### TASK INSTRUCTIONS
Transcribe each line of the material below verbatim, character for character.

### ENTRIES PROVIDED
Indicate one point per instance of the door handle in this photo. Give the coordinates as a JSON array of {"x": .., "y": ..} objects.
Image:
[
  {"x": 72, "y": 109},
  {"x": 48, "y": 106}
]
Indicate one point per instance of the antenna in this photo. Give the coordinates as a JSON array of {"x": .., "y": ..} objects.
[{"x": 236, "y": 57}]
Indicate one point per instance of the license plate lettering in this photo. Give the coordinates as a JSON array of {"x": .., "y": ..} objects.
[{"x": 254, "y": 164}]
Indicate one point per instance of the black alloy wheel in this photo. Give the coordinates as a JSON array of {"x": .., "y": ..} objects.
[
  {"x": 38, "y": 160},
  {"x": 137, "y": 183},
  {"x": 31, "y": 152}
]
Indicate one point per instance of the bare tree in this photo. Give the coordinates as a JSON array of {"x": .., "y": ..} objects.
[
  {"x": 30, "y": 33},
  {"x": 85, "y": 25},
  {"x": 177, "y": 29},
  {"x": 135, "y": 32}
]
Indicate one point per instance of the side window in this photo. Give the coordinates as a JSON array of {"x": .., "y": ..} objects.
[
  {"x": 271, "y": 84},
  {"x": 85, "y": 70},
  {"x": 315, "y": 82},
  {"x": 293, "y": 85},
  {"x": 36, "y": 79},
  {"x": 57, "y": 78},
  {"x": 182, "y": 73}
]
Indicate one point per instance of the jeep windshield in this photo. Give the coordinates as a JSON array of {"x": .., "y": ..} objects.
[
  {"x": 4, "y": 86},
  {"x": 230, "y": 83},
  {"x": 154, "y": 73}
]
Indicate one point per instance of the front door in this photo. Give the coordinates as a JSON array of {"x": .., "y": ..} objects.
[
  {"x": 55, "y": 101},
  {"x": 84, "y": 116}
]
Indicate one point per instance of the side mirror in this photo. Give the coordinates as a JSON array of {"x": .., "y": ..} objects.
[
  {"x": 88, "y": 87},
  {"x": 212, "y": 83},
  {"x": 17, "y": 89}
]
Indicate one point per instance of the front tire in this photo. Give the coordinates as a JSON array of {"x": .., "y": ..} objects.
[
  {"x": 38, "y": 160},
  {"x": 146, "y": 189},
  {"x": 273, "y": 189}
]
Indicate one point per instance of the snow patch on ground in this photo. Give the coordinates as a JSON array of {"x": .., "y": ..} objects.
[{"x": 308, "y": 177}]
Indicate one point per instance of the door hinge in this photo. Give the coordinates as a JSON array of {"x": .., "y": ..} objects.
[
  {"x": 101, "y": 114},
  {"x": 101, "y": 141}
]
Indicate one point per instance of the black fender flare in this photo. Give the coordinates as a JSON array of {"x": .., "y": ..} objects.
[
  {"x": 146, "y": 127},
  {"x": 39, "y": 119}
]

### OUTPUT
Indicate one point per instance of the door handle in this photo. Give the coordinates as a JSON array of {"x": .., "y": ..} objects.
Image:
[
  {"x": 72, "y": 109},
  {"x": 48, "y": 106}
]
Indicate one point per instance of the antenna in this photo. Give the coordinates as a JSON array of {"x": .., "y": ..} objects.
[{"x": 236, "y": 57}]
Indicate one point per instance of the license plate lettering in this photo. Give the coordinates as a JSON array of {"x": .., "y": ..} objects.
[{"x": 254, "y": 164}]
Indicate one point per instance of the black alloy wheel in this photo. Give the coordinates as a JSON array of {"x": .., "y": ..} objects.
[
  {"x": 38, "y": 160},
  {"x": 137, "y": 183},
  {"x": 31, "y": 152}
]
Indicate one point per instance of the bare tree in this photo. Give the coordinates as a JSON array of {"x": .., "y": ..} objects.
[
  {"x": 30, "y": 33},
  {"x": 85, "y": 25},
  {"x": 177, "y": 29},
  {"x": 135, "y": 32}
]
Indicate one point per instance of the side window in this photo. Give the coordinates as a JSON array of {"x": .., "y": ..} objects.
[
  {"x": 271, "y": 84},
  {"x": 85, "y": 70},
  {"x": 315, "y": 82},
  {"x": 293, "y": 85},
  {"x": 36, "y": 79},
  {"x": 57, "y": 78},
  {"x": 182, "y": 73}
]
Indicate one point per instance of the jeep windshield in this photo. Give the coordinates as a JSON array of {"x": .., "y": ..} objects.
[
  {"x": 4, "y": 86},
  {"x": 230, "y": 83},
  {"x": 154, "y": 73}
]
Indicate one point per instance of the front door in this photo. Give the coordinates as a JSON array of {"x": .., "y": ..} objects.
[
  {"x": 55, "y": 101},
  {"x": 84, "y": 116}
]
Indicate one point per instance of the side mirror in this photo. Give the coordinates as a JSON array of {"x": .., "y": ..} objects.
[
  {"x": 88, "y": 87},
  {"x": 212, "y": 83},
  {"x": 17, "y": 89}
]
Indicate one point per instance of the front tire in this photo. Give the coordinates as a JSON array of {"x": .., "y": ..} objects.
[
  {"x": 38, "y": 160},
  {"x": 146, "y": 189},
  {"x": 273, "y": 189}
]
Indicate one point per instance of the snow patch on ground in this photo. Give the coordinates as a JSON array of {"x": .., "y": ..} objects.
[{"x": 308, "y": 177}]
Indicate one point per instance of the door hinge in this photo. Give the coordinates as a JSON array of {"x": .., "y": ..} objects.
[
  {"x": 101, "y": 114},
  {"x": 101, "y": 141}
]
Indicate one point per instance of the black fender flare in this photo. Give the coordinates as a JSON array of {"x": .., "y": ..} objects.
[
  {"x": 146, "y": 127},
  {"x": 39, "y": 119}
]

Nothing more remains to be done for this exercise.